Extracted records
================

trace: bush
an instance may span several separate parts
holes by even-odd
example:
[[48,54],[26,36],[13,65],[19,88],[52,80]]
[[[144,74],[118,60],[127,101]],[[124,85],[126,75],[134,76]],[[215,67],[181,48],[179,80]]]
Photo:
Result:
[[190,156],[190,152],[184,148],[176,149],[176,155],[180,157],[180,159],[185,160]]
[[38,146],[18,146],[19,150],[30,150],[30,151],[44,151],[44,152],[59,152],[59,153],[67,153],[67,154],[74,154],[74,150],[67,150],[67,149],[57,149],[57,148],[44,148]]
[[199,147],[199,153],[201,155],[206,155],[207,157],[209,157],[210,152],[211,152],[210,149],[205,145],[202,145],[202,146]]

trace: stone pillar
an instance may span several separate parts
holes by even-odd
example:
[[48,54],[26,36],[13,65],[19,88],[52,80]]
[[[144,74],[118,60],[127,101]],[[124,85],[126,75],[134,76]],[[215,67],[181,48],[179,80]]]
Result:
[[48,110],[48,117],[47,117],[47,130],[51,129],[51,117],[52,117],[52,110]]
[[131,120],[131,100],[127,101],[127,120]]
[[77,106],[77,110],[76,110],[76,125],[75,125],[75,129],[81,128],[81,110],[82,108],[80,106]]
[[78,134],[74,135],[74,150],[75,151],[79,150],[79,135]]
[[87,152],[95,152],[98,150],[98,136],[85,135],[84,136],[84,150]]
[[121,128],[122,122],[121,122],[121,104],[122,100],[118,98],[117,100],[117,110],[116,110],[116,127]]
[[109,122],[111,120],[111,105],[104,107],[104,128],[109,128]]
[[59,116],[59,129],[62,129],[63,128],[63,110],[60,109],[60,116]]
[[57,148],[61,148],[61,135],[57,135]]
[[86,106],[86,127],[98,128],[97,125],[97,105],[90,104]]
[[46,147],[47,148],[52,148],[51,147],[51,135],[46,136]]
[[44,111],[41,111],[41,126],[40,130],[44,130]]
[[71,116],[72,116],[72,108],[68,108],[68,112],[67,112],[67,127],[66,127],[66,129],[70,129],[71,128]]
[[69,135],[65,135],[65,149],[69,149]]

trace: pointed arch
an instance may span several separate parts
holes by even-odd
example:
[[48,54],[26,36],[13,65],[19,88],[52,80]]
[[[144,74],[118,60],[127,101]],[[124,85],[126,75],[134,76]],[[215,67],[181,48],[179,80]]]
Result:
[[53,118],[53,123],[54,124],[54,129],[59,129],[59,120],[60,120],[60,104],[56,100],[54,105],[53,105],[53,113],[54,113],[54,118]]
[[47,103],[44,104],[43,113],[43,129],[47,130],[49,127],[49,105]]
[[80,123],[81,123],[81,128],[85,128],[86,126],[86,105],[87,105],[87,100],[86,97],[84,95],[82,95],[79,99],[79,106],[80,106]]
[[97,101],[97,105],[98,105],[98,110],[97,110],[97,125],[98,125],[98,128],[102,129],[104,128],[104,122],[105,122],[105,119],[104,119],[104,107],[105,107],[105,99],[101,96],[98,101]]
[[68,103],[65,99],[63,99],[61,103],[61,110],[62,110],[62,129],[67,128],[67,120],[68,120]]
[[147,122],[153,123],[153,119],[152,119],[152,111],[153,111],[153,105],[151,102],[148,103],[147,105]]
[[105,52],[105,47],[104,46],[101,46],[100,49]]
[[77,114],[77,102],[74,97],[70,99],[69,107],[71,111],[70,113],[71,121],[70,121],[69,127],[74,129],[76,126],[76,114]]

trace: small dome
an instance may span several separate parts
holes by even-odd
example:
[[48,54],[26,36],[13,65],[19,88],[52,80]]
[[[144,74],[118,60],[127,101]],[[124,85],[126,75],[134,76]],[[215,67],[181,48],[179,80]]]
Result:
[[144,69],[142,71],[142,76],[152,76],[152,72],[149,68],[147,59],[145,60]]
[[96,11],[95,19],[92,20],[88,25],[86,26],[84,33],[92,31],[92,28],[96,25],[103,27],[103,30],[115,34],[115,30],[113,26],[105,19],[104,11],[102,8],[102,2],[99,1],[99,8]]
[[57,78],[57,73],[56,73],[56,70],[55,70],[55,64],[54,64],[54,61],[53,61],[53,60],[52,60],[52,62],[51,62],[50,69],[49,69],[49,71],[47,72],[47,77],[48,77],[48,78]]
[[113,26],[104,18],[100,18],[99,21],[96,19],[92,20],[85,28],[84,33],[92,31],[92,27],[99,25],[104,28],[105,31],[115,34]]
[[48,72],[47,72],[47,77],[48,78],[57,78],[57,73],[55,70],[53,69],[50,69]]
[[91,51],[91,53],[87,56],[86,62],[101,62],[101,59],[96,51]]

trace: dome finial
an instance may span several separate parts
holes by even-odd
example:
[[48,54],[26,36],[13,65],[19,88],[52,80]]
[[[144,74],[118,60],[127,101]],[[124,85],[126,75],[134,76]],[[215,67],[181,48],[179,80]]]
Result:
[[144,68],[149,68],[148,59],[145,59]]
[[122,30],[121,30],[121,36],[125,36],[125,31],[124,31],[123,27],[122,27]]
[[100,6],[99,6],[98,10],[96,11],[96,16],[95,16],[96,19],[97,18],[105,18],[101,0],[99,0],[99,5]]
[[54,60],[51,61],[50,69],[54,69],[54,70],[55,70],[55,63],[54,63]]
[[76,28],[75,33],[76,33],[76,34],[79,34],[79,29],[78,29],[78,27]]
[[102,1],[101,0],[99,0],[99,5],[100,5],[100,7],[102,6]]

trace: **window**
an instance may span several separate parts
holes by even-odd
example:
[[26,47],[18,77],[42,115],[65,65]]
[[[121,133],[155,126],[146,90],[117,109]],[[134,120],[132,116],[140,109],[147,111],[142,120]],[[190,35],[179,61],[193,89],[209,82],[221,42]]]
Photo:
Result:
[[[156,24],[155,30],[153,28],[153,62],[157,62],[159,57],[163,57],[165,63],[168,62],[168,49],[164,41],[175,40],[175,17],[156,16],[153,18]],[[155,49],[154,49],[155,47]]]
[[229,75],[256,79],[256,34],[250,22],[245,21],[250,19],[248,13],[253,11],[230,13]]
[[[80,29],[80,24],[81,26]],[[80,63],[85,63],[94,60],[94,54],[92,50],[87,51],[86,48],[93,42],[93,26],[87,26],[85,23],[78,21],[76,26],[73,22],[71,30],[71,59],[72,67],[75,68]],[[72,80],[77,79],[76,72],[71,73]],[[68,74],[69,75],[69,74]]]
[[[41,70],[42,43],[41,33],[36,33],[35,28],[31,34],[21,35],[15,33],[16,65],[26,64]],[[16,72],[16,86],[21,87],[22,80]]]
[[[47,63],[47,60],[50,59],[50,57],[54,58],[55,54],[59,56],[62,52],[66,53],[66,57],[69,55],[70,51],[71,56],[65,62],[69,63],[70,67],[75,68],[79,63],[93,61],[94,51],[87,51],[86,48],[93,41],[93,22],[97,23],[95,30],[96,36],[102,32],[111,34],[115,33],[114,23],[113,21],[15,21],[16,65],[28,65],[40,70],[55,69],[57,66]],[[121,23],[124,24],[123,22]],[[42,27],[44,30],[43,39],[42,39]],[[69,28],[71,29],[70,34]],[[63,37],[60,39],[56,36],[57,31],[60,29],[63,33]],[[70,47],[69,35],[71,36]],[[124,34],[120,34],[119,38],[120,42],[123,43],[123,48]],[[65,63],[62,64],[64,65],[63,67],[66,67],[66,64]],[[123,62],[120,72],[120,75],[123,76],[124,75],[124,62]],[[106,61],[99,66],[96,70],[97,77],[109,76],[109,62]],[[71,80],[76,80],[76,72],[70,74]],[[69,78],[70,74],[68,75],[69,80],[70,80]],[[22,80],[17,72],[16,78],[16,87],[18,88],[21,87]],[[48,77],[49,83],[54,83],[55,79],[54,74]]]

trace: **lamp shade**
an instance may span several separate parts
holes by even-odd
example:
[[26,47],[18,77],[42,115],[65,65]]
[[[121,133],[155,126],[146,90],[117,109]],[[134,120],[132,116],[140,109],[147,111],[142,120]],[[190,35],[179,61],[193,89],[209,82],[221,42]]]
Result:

================

Exercise instructions → Rewrite the lines of the items starting at the line with "trace: stone pillar" and ending at the line with "[[69,135],[65,135],[65,149],[69,149]]", replacing "separate" with "disjoint" and leaving everything else unchanged.

Worked solution →
trace: stone pillar
an instance may span several disjoint parts
holes by even-odd
example:
[[48,54],[26,36],[13,65],[19,88],[52,80]]
[[[144,74],[118,60],[127,101]],[[124,85],[126,75],[134,76]],[[215,67],[181,48],[179,80]]]
Result:
[[48,110],[48,117],[47,117],[47,130],[51,129],[51,117],[52,117],[52,110]]
[[131,120],[131,100],[127,101],[127,120]]
[[77,106],[77,110],[76,110],[76,125],[75,125],[75,129],[81,128],[81,110],[82,108],[80,106]]
[[78,134],[74,135],[74,150],[75,151],[79,150],[79,135]]
[[87,152],[95,152],[98,150],[98,136],[85,135],[84,136],[84,150]]
[[121,128],[122,122],[121,122],[121,104],[122,100],[118,98],[117,100],[117,110],[116,110],[116,127]]
[[109,122],[111,120],[111,105],[104,107],[104,128],[109,128]]
[[59,116],[59,129],[62,129],[63,128],[63,110],[60,109],[60,116]]
[[57,148],[61,148],[61,135],[57,135]]
[[86,106],[86,127],[98,128],[97,125],[97,105],[90,104]]
[[46,147],[47,148],[52,148],[51,147],[51,135],[46,136]]
[[44,111],[41,111],[41,126],[40,130],[44,130]]
[[71,116],[72,116],[72,108],[68,108],[68,112],[67,112],[67,127],[66,127],[66,129],[70,129],[71,128]]
[[69,135],[65,135],[65,149],[69,149]]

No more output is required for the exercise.